Collected data entries —
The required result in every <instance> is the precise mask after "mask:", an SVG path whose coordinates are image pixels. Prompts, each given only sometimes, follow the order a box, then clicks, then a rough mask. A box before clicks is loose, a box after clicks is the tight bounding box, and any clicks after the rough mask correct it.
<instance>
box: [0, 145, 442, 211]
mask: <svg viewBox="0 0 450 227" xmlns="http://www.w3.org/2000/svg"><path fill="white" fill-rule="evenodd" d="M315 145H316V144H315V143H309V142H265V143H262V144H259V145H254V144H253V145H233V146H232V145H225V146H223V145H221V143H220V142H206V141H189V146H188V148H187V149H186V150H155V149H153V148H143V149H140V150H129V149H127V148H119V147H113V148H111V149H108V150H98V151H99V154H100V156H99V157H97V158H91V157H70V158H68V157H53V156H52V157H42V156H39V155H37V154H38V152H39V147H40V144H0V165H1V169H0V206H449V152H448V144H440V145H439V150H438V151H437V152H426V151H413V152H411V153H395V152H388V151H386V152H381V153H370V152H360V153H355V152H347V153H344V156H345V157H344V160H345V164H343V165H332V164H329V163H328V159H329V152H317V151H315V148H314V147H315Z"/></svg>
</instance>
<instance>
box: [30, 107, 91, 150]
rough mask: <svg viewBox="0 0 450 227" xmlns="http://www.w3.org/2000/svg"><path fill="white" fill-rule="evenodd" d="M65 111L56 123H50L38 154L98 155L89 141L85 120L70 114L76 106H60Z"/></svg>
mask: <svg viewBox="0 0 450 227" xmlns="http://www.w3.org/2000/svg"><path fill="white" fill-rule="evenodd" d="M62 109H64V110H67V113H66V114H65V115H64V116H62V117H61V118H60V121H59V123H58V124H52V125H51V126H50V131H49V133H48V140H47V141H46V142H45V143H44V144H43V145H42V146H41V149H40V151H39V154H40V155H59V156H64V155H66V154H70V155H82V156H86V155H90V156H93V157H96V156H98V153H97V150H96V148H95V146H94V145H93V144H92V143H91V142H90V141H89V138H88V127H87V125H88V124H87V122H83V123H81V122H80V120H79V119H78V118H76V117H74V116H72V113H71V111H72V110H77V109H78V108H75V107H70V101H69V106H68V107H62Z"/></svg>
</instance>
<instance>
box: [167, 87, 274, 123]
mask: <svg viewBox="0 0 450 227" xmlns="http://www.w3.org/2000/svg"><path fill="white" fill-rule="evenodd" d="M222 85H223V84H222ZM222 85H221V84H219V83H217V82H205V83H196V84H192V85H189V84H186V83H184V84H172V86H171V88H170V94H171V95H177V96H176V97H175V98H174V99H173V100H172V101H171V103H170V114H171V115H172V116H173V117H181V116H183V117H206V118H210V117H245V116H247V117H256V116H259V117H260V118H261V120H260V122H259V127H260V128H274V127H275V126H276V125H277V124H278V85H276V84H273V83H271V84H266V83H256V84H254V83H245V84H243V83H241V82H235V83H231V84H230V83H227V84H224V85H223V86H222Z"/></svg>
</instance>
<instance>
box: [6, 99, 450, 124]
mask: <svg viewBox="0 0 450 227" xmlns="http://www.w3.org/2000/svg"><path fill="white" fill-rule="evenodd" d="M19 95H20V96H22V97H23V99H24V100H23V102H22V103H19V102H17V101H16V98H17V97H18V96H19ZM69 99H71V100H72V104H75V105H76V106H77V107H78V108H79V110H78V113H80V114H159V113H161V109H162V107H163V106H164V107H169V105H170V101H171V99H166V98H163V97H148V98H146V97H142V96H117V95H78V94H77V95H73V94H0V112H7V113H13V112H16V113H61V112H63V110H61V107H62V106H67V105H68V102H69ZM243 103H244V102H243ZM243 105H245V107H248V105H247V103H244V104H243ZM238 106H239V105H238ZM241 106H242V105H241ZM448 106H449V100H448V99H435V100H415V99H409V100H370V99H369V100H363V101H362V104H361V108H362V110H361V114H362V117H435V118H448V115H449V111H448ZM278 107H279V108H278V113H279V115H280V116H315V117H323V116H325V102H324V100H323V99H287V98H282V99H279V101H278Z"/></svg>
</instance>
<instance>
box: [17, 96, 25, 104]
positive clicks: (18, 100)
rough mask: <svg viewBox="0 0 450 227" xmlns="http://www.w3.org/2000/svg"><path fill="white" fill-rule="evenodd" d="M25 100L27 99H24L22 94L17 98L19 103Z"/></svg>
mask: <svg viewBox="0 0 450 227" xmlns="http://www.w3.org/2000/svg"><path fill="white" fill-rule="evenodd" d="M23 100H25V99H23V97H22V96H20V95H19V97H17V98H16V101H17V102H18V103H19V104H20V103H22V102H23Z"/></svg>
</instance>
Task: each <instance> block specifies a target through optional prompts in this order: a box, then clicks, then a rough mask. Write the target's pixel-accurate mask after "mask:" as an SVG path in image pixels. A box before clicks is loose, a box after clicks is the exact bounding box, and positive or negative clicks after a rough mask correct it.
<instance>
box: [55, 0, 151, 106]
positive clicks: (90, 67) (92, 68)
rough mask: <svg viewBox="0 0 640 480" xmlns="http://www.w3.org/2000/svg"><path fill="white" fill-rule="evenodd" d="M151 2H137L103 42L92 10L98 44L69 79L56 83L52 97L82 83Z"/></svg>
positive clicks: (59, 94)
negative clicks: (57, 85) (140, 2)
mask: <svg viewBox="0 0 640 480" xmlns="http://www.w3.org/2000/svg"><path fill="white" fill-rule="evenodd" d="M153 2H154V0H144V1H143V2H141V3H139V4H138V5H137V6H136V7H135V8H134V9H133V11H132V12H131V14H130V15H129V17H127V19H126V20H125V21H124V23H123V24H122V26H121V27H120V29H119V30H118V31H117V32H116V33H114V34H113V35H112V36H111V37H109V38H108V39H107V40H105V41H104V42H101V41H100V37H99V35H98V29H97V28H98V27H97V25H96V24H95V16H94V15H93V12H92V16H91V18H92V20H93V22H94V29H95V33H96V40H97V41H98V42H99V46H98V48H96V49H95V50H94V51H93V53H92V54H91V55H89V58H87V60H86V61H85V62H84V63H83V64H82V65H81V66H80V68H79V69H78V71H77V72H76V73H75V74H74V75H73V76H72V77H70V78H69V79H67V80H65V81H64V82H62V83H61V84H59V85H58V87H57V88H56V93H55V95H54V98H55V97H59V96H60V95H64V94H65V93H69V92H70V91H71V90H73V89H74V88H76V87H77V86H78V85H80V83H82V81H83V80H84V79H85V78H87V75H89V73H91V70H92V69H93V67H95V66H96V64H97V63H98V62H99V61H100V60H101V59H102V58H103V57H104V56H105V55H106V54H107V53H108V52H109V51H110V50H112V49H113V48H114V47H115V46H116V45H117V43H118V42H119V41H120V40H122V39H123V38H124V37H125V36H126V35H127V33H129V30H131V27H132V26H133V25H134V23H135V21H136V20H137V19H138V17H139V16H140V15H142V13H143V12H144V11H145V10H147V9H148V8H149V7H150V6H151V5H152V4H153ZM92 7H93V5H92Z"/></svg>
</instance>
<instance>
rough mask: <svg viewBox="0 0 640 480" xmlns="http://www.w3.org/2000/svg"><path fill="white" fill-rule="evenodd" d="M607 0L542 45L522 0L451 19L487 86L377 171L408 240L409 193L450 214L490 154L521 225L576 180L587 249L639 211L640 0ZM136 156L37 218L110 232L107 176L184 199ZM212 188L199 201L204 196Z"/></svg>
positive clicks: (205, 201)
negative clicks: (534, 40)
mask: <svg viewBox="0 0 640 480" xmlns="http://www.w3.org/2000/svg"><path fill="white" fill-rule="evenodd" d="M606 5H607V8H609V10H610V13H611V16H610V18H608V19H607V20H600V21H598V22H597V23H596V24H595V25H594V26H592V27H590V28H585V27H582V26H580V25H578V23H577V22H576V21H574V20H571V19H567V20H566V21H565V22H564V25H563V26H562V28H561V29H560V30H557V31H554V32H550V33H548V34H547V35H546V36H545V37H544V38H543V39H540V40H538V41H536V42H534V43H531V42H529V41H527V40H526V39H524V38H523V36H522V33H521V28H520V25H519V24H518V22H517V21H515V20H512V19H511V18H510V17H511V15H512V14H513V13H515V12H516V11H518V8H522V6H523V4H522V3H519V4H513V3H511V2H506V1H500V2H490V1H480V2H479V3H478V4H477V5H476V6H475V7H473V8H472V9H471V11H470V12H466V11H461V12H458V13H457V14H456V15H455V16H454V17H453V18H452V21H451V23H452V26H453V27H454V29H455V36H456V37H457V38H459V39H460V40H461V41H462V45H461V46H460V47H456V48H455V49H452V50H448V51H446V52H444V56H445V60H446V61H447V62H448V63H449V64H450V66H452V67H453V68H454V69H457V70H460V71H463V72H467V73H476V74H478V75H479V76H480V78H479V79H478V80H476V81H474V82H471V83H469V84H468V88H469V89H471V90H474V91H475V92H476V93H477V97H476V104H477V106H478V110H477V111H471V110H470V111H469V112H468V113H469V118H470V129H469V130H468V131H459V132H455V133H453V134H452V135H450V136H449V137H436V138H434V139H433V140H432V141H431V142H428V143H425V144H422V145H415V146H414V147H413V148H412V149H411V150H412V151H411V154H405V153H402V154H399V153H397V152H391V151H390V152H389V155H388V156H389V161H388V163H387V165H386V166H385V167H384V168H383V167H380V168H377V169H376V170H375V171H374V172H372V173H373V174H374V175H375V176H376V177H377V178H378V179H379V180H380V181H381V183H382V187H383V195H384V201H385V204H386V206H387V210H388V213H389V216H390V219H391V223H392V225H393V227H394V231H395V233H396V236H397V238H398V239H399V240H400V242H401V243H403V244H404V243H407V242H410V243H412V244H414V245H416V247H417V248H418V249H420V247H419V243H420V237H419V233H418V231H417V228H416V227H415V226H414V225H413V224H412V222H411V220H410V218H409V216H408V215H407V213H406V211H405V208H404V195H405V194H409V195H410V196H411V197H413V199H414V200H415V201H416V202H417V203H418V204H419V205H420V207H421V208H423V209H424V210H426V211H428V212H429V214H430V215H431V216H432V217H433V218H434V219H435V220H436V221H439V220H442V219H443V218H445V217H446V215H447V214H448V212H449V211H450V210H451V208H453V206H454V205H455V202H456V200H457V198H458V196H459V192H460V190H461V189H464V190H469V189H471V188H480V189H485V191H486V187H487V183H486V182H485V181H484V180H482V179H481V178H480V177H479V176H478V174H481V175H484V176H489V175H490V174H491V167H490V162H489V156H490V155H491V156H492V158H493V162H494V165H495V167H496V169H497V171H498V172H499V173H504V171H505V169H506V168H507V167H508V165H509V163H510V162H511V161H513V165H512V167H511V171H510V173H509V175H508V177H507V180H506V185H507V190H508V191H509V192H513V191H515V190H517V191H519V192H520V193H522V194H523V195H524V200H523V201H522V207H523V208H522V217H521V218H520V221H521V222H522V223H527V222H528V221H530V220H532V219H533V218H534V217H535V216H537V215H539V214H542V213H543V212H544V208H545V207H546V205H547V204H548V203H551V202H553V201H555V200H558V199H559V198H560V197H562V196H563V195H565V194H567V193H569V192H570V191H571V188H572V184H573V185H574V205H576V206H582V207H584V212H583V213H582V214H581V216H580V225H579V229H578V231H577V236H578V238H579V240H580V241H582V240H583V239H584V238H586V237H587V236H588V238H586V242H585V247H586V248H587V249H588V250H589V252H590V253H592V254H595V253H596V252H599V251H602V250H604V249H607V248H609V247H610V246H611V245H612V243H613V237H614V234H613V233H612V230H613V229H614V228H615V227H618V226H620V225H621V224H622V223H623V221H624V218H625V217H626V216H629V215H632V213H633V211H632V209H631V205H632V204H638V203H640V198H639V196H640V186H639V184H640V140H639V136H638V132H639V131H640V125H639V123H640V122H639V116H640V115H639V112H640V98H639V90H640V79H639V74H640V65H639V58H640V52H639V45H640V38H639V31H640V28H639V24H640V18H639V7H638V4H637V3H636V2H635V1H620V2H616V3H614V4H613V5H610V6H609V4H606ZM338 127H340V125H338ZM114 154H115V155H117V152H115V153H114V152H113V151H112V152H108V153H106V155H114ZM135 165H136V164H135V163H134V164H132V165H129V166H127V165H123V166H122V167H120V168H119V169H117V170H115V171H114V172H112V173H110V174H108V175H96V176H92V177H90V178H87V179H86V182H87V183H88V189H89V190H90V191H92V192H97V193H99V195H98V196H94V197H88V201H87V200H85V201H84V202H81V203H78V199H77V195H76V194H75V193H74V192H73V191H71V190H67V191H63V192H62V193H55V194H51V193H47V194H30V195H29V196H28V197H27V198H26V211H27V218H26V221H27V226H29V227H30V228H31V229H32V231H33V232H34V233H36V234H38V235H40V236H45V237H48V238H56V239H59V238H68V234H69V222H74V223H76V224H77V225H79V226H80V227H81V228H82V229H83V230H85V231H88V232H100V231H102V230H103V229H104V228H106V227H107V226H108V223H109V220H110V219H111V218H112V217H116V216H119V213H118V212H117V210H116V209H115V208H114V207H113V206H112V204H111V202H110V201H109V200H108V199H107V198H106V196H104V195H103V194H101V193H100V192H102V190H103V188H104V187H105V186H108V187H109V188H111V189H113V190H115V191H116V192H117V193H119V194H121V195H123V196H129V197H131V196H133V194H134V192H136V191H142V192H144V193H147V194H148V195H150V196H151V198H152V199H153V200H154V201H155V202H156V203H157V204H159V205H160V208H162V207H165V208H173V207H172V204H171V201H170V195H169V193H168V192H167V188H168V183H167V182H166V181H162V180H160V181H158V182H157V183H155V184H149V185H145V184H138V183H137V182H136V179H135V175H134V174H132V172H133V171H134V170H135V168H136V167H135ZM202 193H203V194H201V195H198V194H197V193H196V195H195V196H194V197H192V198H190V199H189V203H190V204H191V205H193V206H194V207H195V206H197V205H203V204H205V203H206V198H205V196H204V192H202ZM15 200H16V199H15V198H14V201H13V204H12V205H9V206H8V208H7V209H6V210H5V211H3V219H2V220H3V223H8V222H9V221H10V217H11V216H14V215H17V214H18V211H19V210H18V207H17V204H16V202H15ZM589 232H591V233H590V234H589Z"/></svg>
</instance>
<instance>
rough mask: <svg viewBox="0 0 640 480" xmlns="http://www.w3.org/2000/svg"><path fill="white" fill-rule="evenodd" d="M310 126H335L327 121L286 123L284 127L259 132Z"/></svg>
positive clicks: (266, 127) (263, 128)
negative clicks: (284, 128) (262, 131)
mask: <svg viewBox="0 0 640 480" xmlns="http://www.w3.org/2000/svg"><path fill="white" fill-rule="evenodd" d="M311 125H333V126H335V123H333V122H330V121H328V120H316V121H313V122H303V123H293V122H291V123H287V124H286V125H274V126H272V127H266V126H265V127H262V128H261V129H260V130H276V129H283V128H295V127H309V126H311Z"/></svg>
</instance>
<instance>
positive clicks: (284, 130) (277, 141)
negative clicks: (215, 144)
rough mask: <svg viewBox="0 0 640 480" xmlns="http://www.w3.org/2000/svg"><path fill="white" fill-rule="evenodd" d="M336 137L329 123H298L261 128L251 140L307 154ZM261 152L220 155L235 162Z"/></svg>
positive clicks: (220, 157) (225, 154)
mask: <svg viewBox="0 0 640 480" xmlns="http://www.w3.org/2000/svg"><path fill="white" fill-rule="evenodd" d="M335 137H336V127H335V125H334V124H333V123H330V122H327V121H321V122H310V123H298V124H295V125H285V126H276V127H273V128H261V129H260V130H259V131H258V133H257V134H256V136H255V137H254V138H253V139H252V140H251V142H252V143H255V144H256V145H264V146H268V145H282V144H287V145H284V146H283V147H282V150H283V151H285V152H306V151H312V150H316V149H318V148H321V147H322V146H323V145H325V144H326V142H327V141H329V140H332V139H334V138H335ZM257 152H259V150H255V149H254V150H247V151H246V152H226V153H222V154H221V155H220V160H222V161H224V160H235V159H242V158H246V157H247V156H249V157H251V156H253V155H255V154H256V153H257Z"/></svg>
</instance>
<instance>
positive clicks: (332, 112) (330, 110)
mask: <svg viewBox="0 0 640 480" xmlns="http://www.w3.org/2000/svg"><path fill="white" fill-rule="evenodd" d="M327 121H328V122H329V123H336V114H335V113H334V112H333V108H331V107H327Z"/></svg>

TASK TO COMPLETE — Reproduce the lines verbatim, everything from the very first line down to the line that contains "box: [0, 145, 442, 211]", with both of those lines included.

ANSWER TO THIS EXERCISE —
The required result in every <instance> is the precise mask after "mask:", an SVG path whose coordinates are image pixels. Prompts, each given only sometimes, follow the order a box, then clicks, then a rough mask. A box before clicks is loose, a box after clicks is the tight bounding box, and any clicks after the rough mask correct it.
<instance>
box: [0, 145, 442, 211]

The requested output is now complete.